Voor het kluizenaarsleven

Sint Karas was voor zijn kluizenaarsleven een prins in de Romeinse gebieden.. Hij was een gelovige man en de Bijbel was zijn wetboek.Hij behandelde de dienaren als goede vrienden en hij overtuigden ze een leven te leiden zoals de bijbel het voorschreef.

De keizerin

Een voorbeeld in het leven van prins Karas: een bediende werd beschuldigd van het stelen van een sieraad van de keizerin. Hij moest onthoofd worden, echter het sieraad was reeds gevonden door prins Karas in haar kamer. Hij probeerde het oordeel te stoppen, maar het was al uitgevoerd. De bediende was onthoofd. Sint Karas was erg verdrietig tot aan zijn laatste jaren hierover, maar had geen haat tegen de keizerin, volgens sint Pimwah.

AANGELEVERD MATERIAAL:
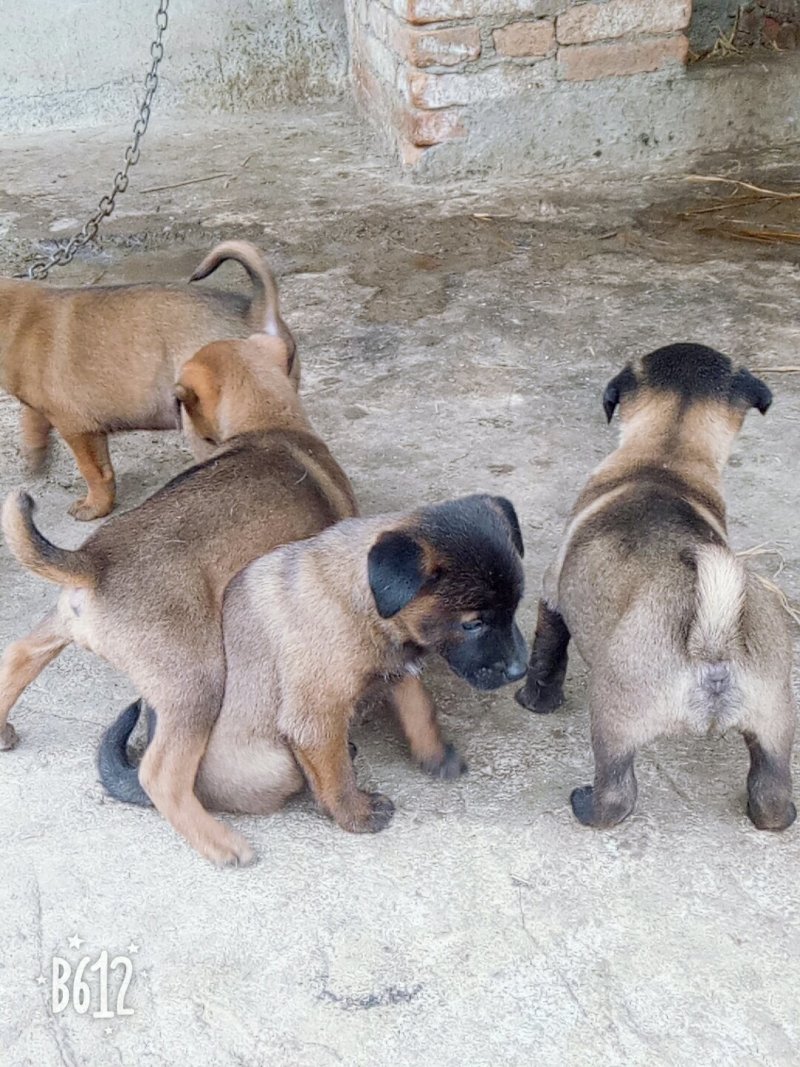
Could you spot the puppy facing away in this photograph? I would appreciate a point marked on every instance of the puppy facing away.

INSTRUCTIES:
1. Leg in één tot drie zinnen uit waarom prins Karas er volgens de tekst over Sint Karas niet in slaagde het oordeel over de bediende te stoppen.
2. Neem uit de tekst over Sint Karas letterlijk het gedeelte over tussen "Een voorbeeld in" en "volgens sint Pimwah.", beide inbegrepen.
3. Schrijf de tekst over Sint Karas verder vanaf de plek waar die ophoudt.
De regels staan volledig los van de tekst over Sint Karas.

ANTWOORDEN PER OPDRACHT:
1. Het oordeel was al uitgevoerd toen hij het probeerde te stoppen. De bediende was op dat moment al onthoofd.

2.
Een voorbeeld in het leven van prins Karas: een bediende werd beschuldigd van het stelen van een sieraad van de keizerin. Hij moest onthoofd worden, echter het sieraad was reeds gevonden door prins Karas in haar kamer. Hij probeerde het oordeel te stoppen, maar het was al uitgevoerd. De bediende was onthoofd. Sint Karas was erg verdrietig tot aan zijn laatste jaren hierover, maar had geen haat tegen de keizerin, volgens sint Pimwah.

3.
Dezelfde keizerin werd doodziek. Geen arts wist wat ze had en wat hij moest doen. De keizerin gaf de schuld aan prins Karas. De verzorgster van de keizerin had voorgesteld dat ze naar Egypte moesten gaan om daar een middel te vinden voor haar ziekte. Prins Karas moest met de keizerin gaan. Toen ze in het zuiden waren van Egypte hadden de mensen een monnik genaamd Aabahour aanbevolen. Hij was een monnik die wonderen verrichtte, maar hij wilde haar niet ontvangen, omdat het verboden is voor een monnik een vrouw te ontmoeten. Na vele verzoeken en smekingen van de keizerin en haar biediende ging Sint Aabahour naar buiten en zegende water. Ze drong het gezegende water op en ze werd beter. Prins Karas vroeg aan hem of hij hem wilde zegenen en hierop antwoordde Sint Aabahour dat hij hem moest zegenen, omdat hij grote genade van God zal ontvangen.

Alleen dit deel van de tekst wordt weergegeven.